• _Required work_: Format the lines below as a JSON array of strings with one string per line, omitting blank lines.

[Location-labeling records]

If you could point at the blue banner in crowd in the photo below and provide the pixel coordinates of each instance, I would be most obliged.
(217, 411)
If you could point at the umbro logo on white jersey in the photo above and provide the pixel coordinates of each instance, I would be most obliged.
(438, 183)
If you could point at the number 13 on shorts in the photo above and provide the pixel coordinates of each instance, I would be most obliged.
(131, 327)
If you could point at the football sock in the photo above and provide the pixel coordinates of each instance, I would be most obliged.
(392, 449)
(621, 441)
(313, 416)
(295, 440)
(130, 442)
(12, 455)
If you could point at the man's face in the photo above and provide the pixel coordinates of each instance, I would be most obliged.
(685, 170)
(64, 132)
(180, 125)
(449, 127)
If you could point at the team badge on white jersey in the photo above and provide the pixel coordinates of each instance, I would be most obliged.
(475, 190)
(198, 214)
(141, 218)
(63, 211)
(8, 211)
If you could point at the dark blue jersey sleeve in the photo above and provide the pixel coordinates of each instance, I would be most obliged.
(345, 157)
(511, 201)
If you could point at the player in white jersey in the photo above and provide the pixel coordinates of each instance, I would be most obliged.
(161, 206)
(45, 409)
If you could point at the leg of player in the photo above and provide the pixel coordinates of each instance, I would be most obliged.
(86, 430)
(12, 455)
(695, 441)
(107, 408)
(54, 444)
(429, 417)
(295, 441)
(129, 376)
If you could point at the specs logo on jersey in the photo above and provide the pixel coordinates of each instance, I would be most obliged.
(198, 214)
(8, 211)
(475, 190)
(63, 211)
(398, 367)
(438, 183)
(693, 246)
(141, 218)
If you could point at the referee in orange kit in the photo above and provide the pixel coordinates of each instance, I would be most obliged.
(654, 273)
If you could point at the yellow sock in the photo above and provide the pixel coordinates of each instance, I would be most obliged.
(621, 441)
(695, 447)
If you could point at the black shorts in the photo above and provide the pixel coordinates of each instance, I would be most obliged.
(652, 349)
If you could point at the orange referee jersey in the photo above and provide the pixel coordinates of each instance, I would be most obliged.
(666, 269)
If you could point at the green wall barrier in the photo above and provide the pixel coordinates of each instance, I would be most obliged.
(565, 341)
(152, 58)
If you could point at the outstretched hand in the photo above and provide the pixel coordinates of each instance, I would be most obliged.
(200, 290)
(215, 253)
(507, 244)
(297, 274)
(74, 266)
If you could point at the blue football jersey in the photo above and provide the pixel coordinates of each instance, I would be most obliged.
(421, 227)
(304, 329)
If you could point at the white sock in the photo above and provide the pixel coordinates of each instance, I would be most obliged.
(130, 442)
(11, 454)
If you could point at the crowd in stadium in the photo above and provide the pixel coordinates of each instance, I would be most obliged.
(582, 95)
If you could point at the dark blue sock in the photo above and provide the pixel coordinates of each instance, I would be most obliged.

• _Problem solution_:
[
  "If you could point at the blue banner in crowd in the photo below and provide the pixel coordinates of each instance, I would be most obliged.",
  "(217, 411)",
  "If you could point at the umbro logo on white jersey in the photo above and provide the pixel coordinates of each instance, I would be most obliged.",
  "(438, 183)",
  "If you could point at the number 13 on shorts in the photo above and provide the pixel coordinates of each instance, I would be most obliged.",
  "(131, 327)",
  "If you could point at the football sock in the photo above and provide the pixel coordinates of each instance, I would be most obliged.",
  "(392, 449)",
  "(621, 441)",
  "(313, 416)",
  "(295, 440)",
  "(130, 442)",
  "(12, 455)",
  "If you could point at the man's face in the photo above and provide the pixel coordinates of each instance, I would be most obliged.",
  "(685, 170)",
  "(64, 132)",
  "(180, 125)",
  "(449, 127)",
  "If you could point at the team badge on white jersey in the photo above and provide the pixel coordinates of each instance, I would be most obliged.",
  "(475, 190)",
  "(198, 214)",
  "(141, 218)",
  "(63, 211)",
  "(8, 211)",
  "If you could point at the dark blue jersey sleeve in the photo above and provide the pixel coordinates of each instance, I would be most obliged.",
  "(345, 157)",
  "(511, 201)",
  "If you could point at the player in white jersey in the photo above and provide the pixel coordinates of each instance, I would be most obliged.",
  "(161, 206)",
  "(45, 409)",
  "If you could point at the leg of player in the photo above and provide the pixel coordinates of each instance, I would be most obliged.",
  "(86, 430)",
  "(12, 455)",
  "(695, 441)",
  "(107, 408)",
  "(54, 444)",
  "(429, 417)",
  "(295, 441)",
  "(129, 376)",
  "If you could point at the specs logo on jersey in the photo above and provide the pixel coordinates of each instance, I would be most obliged.",
  "(198, 214)",
  "(8, 211)",
  "(475, 190)",
  "(63, 211)",
  "(398, 367)",
  "(438, 183)",
  "(693, 246)",
  "(141, 218)",
  "If you could point at the referee in orange kit in the photo above and provide the pixel coordinates of each instance, I would be most obliged.",
  "(654, 273)",
  "If you could point at the yellow sock in the photo above and provide the pixel coordinates of each instance, I would be most obliged.",
  "(621, 441)",
  "(695, 447)",
  "If you could point at the black shorts in the photo above and provide the pixel coordinates of each instance, I would be most obliged.",
  "(652, 349)",
  "If you could point at the orange referee jersey in the photo above and provide the pixel coordinates of each instance, I would be most obliged.",
  "(666, 269)",
  "If you could point at the green wall barrier in the photo above and provide the pixel coordinates of each instance, I would be most obliged.",
  "(565, 341)",
  "(152, 58)",
  "If you could point at the outstretched hand in the photo above and provide the pixel coordinates of each instance, I would be most obliged.",
  "(200, 290)",
  "(215, 253)",
  "(507, 244)",
  "(297, 274)",
  "(74, 266)",
  "If you could point at the blue football jersey in the photo above and provide the pixel coordinates of each instance, I would be most obliged.",
  "(421, 227)",
  "(304, 329)",
  "If you could point at the white sock in the photo above and provide the pixel coordinates of each instance, I would be most obliged.",
  "(130, 442)",
  "(11, 454)",
  "If you could point at the crowd in stadium in the photo above and provide the pixel coordinates of each instance, I would be most obliged.",
  "(582, 95)",
  "If you could point at the dark blue sock in the photo above and provide the pixel coordinates of each instance, I would be most obliged."
]